(Data records)
══════

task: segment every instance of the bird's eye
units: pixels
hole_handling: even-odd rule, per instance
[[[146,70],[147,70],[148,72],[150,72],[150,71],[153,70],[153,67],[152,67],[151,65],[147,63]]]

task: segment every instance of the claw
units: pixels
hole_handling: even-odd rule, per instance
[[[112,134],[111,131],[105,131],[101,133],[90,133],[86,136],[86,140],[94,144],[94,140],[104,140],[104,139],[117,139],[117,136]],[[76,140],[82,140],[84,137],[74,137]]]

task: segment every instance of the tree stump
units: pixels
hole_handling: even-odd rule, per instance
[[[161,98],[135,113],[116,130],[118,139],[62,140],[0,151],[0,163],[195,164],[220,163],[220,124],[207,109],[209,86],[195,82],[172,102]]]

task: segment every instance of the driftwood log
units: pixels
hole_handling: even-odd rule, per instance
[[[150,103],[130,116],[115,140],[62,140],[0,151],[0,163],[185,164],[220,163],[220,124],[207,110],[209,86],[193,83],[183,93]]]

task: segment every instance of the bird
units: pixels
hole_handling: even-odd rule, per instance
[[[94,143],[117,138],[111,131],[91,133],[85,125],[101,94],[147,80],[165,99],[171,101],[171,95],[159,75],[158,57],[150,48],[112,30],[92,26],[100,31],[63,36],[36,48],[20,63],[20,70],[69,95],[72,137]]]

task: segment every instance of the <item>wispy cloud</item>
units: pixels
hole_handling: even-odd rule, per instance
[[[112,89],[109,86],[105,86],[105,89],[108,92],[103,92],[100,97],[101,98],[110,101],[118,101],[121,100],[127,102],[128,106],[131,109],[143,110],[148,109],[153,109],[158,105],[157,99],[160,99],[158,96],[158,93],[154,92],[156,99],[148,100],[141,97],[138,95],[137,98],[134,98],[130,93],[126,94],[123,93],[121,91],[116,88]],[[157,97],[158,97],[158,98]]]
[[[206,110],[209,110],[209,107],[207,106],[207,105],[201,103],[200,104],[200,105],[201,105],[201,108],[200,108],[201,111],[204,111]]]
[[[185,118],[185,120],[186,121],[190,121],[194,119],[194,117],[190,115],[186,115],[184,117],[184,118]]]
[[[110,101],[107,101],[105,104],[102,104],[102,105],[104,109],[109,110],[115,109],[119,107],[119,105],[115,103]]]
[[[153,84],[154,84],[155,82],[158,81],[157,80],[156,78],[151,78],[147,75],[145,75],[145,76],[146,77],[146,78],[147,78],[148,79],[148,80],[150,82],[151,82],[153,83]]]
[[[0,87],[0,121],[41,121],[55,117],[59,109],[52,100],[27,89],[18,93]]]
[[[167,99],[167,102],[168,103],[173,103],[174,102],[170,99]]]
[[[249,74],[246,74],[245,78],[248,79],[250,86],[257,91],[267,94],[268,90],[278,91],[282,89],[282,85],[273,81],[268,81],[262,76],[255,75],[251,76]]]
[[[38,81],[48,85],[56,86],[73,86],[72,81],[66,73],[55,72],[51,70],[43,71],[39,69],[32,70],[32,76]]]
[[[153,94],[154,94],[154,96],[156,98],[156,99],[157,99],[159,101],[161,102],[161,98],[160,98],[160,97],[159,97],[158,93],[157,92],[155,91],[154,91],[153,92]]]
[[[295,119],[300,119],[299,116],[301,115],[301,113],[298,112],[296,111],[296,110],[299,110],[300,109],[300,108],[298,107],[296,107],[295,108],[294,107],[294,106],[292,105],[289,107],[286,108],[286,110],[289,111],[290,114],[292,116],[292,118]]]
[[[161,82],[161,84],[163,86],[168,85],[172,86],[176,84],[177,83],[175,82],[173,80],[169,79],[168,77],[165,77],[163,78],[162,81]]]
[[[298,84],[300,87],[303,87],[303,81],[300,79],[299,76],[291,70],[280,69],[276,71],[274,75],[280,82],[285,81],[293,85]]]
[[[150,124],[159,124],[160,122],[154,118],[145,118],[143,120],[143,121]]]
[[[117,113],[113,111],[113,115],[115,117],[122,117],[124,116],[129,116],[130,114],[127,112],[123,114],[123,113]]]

══════

## Problem description
Repeat every record exactly as written, please.

## Written answer
task: segment every instance of the bird's eye
units: pixels
hole_handling: even-odd rule, per instance
[[[146,70],[147,70],[148,72],[150,72],[150,71],[153,70],[153,67],[152,67],[151,65],[147,63]]]

task: segment every instance of the claw
units: pixels
hole_handling: even-odd rule, per instance
[[[112,134],[111,131],[105,131],[101,133],[90,133],[86,136],[86,140],[94,144],[94,140],[104,140],[104,139],[117,139],[117,136]],[[76,140],[82,140],[84,137],[74,137]]]

task: segment every instance of the tree stump
units: pixels
hole_handling: even-odd rule, per instance
[[[161,98],[135,113],[116,130],[118,139],[62,140],[0,151],[0,163],[195,164],[220,163],[220,124],[207,109],[209,86],[195,82],[172,102]]]

task: segment every instance of the driftwood log
units: pixels
hole_handling: even-odd rule, per instance
[[[150,103],[130,116],[115,140],[62,140],[0,151],[0,163],[185,164],[220,163],[220,124],[207,110],[209,86],[193,83],[183,93]]]

task: segment every instance of the bird
units: pixels
hole_handling: even-odd rule, per instance
[[[94,143],[117,138],[111,131],[91,133],[85,125],[101,94],[147,80],[165,99],[171,101],[171,95],[159,75],[158,57],[150,48],[112,30],[92,26],[100,31],[63,36],[36,48],[20,63],[20,70],[69,95],[72,137]]]

task: segment every instance of the <item>wispy cloud</item>
units: pixels
hole_handling: even-odd rule, per instance
[[[112,89],[109,86],[105,86],[105,89],[108,92],[103,92],[100,97],[101,98],[110,101],[118,101],[121,100],[127,102],[128,106],[131,109],[143,110],[148,109],[153,109],[158,105],[157,99],[160,99],[158,96],[158,93],[154,92],[156,99],[148,100],[141,97],[138,95],[137,98],[134,98],[130,93],[126,94],[123,93],[121,91],[116,88]],[[157,97],[158,97],[158,98]]]
[[[206,110],[209,110],[209,107],[207,106],[207,105],[201,103],[200,104],[200,105],[201,105],[201,108],[200,108],[201,111],[204,111]]]
[[[185,118],[185,120],[186,121],[190,121],[194,119],[194,117],[190,115],[186,115],[184,117],[184,118]]]
[[[110,101],[107,101],[105,104],[102,104],[102,105],[104,109],[109,110],[115,109],[119,107],[119,105],[115,103]]]
[[[153,84],[154,84],[155,82],[158,81],[157,80],[156,78],[151,78],[147,75],[145,75],[145,76],[146,77],[146,78],[147,78],[148,79],[148,80],[150,82],[151,82],[153,83]]]
[[[0,87],[0,121],[41,121],[55,117],[59,109],[52,100],[27,89],[18,93]]]
[[[167,99],[167,102],[168,103],[173,103],[174,102],[170,99]]]
[[[249,74],[246,74],[245,78],[248,79],[250,86],[257,91],[267,94],[268,90],[278,91],[282,89],[282,85],[273,81],[268,81],[262,76],[255,75],[251,76]]]
[[[38,81],[48,85],[56,86],[73,86],[72,81],[66,73],[55,72],[51,70],[43,71],[39,69],[32,70],[32,76]]]
[[[153,94],[154,94],[154,96],[156,98],[156,99],[157,99],[159,101],[161,102],[161,98],[160,98],[160,97],[159,97],[158,93],[157,92],[155,91],[154,91],[153,92]]]
[[[295,119],[300,119],[299,116],[301,115],[301,113],[298,112],[296,111],[296,110],[299,110],[300,109],[300,108],[298,107],[296,107],[295,108],[294,107],[294,106],[292,105],[289,107],[286,108],[286,110],[289,111],[290,114],[292,116],[292,118]]]
[[[161,82],[161,84],[163,86],[168,85],[172,86],[176,84],[177,83],[175,82],[173,80],[169,79],[168,77],[165,77],[163,78],[162,81]]]
[[[298,84],[300,87],[303,87],[303,81],[300,79],[299,76],[291,70],[280,69],[276,71],[274,75],[280,82],[285,81],[293,85]]]
[[[150,124],[159,124],[160,122],[154,118],[145,118],[143,120],[143,121]]]
[[[117,113],[113,111],[113,115],[115,117],[122,117],[124,116],[129,116],[130,114],[127,112],[123,114],[123,113]]]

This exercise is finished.